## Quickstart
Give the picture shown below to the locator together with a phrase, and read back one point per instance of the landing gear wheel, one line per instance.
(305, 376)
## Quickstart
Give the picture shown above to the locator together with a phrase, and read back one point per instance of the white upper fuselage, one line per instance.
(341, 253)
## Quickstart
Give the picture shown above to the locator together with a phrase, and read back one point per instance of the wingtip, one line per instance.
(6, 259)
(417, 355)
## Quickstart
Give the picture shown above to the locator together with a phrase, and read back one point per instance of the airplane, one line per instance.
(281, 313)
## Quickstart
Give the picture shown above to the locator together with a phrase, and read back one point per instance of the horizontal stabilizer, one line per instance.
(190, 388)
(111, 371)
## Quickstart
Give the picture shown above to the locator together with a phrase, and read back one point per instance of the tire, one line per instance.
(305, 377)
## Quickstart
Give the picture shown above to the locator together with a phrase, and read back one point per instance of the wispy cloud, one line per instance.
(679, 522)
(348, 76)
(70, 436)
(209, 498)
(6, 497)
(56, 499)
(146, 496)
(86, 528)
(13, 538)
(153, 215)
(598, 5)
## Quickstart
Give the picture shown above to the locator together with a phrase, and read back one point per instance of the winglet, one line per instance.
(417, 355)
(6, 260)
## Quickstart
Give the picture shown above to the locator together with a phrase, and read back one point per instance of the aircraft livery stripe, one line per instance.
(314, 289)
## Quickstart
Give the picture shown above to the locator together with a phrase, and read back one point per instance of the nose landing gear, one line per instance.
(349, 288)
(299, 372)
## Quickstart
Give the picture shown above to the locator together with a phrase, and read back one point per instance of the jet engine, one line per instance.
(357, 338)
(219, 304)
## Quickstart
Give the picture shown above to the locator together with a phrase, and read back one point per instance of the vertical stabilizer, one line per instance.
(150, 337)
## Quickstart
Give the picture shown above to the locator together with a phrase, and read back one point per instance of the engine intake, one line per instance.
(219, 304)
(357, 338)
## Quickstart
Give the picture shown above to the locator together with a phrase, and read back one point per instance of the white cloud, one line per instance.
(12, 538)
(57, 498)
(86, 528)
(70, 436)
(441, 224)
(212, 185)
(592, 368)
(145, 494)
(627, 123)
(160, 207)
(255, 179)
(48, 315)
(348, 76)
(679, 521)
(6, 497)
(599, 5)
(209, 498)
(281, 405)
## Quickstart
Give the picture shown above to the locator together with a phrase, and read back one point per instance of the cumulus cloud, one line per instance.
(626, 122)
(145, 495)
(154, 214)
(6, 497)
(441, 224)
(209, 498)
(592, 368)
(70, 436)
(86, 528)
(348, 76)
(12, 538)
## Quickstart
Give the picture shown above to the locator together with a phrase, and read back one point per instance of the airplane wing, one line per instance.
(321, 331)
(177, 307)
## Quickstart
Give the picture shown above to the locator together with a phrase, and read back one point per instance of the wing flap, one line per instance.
· · · · · · ·
When you transcribe the records above, keep every line exactly the same.

Result for this task:
## Quickstart
Give the picture shown below to the locator together with a phrase, and read back one point per instance of the landing gear wheel, one line per instance.
(305, 376)
## Quickstart
Give the picture shown above to the locator together with a phrase, and read back one point per instance of the white upper fuselage, one line per instance.
(341, 253)
## Quickstart
Give the picture shown above to the locator together with a phrase, and read back one point per instance of the wingtip, one line per instance.
(6, 259)
(417, 355)
## Quickstart
Give the picture shown above to the locator together with a phrase, and read back one point per instance of the airplane, one line per instance.
(281, 313)
## Quickstart
Give the picture shown above to the locator together with a phrase, and read back one point per instance of the horizontal stabilizer, one line per instance.
(190, 388)
(111, 371)
## Quickstart
Give the picture shown above to the locator together with a phrase, and read back one point per instance of the tire, one line per instance.
(305, 377)
## Quickstart
Give the picture shown above to the locator together with a phrase, and read back one point per instance of the wispy cloud, one line per instance.
(679, 522)
(348, 76)
(70, 436)
(209, 498)
(6, 497)
(56, 499)
(146, 496)
(86, 528)
(13, 538)
(153, 215)
(598, 5)
## Quickstart
Give the picture shown above to the locator together with a phrase, and read back one point per instance of the winglet, one line per instance.
(417, 355)
(6, 260)
## Quickstart
Give the picture shown above to the locator together with a phrase, and read back one point per instance of the aircraft livery stripe, one line per instance.
(314, 289)
## Quickstart
Give the picture shown above to the locator together with a phrase, and read back one point per instance of the nose landing gear, one line per instance.
(349, 288)
(299, 372)
## Quickstart
Give the picture shown above to the locator together with a phrase, and read back one point per instance of the jet engine, one line per instance.
(357, 338)
(219, 304)
## Quickstart
Give the picture shown above to the locator together with a phrase, and read back one point per instance of the vertical stabilizer, one line per instance.
(150, 337)
## Quickstart
Give the picture shown above to the locator together with a phrase, and read back one point per instance of the engine intake, one line per instance.
(219, 304)
(357, 338)
## Quickstart
Give the picture shown above to the locator together with a phrase, and read back one point per instance of the white cloud, one line per instance.
(12, 538)
(57, 498)
(86, 528)
(70, 436)
(441, 224)
(212, 185)
(592, 368)
(145, 494)
(627, 123)
(160, 207)
(255, 179)
(48, 315)
(348, 76)
(679, 521)
(6, 497)
(599, 5)
(209, 498)
(281, 405)
## Quickstart
Give the picture shown above to the locator together with a phrase, and read back one point per instance of the cumulus cloud, one line per instance.
(626, 122)
(145, 495)
(154, 214)
(6, 497)
(441, 224)
(209, 498)
(592, 368)
(70, 436)
(86, 528)
(348, 76)
(12, 538)
## Quickstart
Give the picture shown above to the locator together with a phrase, and read back one point per instance of the airplane wing, one line per instance.
(321, 331)
(177, 307)
## Quickstart
Give the picture shown above to the locator together with a phrase, and read back one point per instance of the wing flap, one line per instance.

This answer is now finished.